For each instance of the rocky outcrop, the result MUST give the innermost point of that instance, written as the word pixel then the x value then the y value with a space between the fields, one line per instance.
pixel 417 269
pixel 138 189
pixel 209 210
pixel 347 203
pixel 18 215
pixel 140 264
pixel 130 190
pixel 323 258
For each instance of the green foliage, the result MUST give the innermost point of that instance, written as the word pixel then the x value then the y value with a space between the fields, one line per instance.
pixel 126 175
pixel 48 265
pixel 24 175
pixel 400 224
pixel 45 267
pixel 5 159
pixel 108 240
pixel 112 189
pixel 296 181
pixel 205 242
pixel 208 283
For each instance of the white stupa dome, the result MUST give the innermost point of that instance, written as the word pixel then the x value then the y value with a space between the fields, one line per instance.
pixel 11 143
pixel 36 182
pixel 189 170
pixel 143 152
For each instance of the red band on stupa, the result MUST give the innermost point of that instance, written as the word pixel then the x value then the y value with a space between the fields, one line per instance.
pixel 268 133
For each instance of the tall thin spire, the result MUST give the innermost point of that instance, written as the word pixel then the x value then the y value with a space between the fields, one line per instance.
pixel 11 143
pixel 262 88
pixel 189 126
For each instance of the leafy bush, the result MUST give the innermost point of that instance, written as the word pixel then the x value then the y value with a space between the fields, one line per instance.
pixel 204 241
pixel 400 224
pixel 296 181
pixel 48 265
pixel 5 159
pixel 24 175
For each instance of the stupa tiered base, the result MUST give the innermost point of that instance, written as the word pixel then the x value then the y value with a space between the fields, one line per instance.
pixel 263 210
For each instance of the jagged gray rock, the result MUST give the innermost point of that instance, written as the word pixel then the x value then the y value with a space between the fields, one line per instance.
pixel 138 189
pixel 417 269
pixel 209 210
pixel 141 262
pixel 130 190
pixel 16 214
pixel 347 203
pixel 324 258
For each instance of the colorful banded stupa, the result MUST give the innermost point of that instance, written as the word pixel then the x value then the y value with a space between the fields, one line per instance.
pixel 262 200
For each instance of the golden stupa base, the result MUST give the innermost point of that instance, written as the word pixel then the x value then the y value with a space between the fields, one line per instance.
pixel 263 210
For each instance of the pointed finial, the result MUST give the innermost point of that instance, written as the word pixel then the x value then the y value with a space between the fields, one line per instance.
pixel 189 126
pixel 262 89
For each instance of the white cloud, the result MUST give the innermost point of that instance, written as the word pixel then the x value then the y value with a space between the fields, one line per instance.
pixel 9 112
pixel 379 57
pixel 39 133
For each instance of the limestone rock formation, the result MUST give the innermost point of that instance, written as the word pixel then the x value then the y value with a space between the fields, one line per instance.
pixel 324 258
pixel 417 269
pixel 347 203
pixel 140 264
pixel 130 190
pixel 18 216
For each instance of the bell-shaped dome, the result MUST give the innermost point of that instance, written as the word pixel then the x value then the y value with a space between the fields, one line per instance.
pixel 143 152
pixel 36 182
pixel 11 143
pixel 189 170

# TASK
Reproduce only the lines running from the one that contains "For each instance of the limestone" to the last line of the records.

# SOLUTION TO THIS PROBLEM
For each instance of the limestone rock formation, the result MUST give the innermost point of that instance, written as the word pixel then the x value then the y value with a space between the fields, one line per instance.
pixel 324 258
pixel 417 269
pixel 347 203
pixel 140 264
pixel 130 190
pixel 18 216
For each instance of the bell-shaped dome, the result MUST give the innermost point of that instance, written as the word pixel then the x value then the y value with a space between the fields, one line per instance.
pixel 143 152
pixel 36 182
pixel 11 143
pixel 189 170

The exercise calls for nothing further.